◆ **Exercise goal**: Write the data below out again, with each line matching the original.

Record set Start Marker

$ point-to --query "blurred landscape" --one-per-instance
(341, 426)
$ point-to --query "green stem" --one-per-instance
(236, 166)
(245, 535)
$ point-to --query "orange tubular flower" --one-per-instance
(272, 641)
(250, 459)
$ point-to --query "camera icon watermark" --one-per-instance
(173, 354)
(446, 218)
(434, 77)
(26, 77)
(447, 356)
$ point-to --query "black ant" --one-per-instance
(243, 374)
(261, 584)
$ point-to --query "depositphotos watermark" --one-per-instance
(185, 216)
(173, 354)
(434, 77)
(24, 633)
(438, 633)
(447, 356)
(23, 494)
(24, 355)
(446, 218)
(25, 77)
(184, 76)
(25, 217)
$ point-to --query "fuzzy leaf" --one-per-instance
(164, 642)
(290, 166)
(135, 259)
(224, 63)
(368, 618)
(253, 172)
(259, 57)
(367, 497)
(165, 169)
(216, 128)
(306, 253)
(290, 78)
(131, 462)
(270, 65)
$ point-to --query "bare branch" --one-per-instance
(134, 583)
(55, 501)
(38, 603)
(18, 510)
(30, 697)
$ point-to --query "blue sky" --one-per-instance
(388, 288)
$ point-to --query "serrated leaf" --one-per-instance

Record set End Marker

◆ **Answer below**:
$ point-to --query "blurred landscape" --one-per-instance
(341, 426)
$ point-to --query "green stem" --one-per-instance
(236, 166)
(245, 535)
$ point-to --query "orange tubular flower" --one-per-instance
(272, 641)
(250, 459)
$ point-to --query "camera icon watermark" --one-per-instance
(173, 354)
(446, 218)
(434, 77)
(26, 77)
(447, 356)
$ point-to --query "black ant" --one-per-instance
(243, 374)
(261, 584)
$ point-to --query "depositphotos watermark" --one-per-instance
(185, 216)
(173, 354)
(434, 77)
(24, 633)
(438, 633)
(447, 356)
(23, 494)
(24, 355)
(446, 218)
(25, 77)
(184, 76)
(25, 217)
$ point-to --query "fuzzy leaf" --one-per-instance
(164, 642)
(290, 166)
(135, 259)
(224, 63)
(368, 618)
(253, 172)
(259, 57)
(367, 497)
(165, 169)
(216, 128)
(306, 253)
(290, 78)
(131, 462)
(270, 65)
$ point-to --query "bare branch" --one-per-instance
(134, 583)
(55, 501)
(38, 603)
(18, 510)
(30, 697)
$ point-to --query "blue sky" --one-per-instance
(388, 288)
$ point-to --query "serrated leaf" --one-per-instance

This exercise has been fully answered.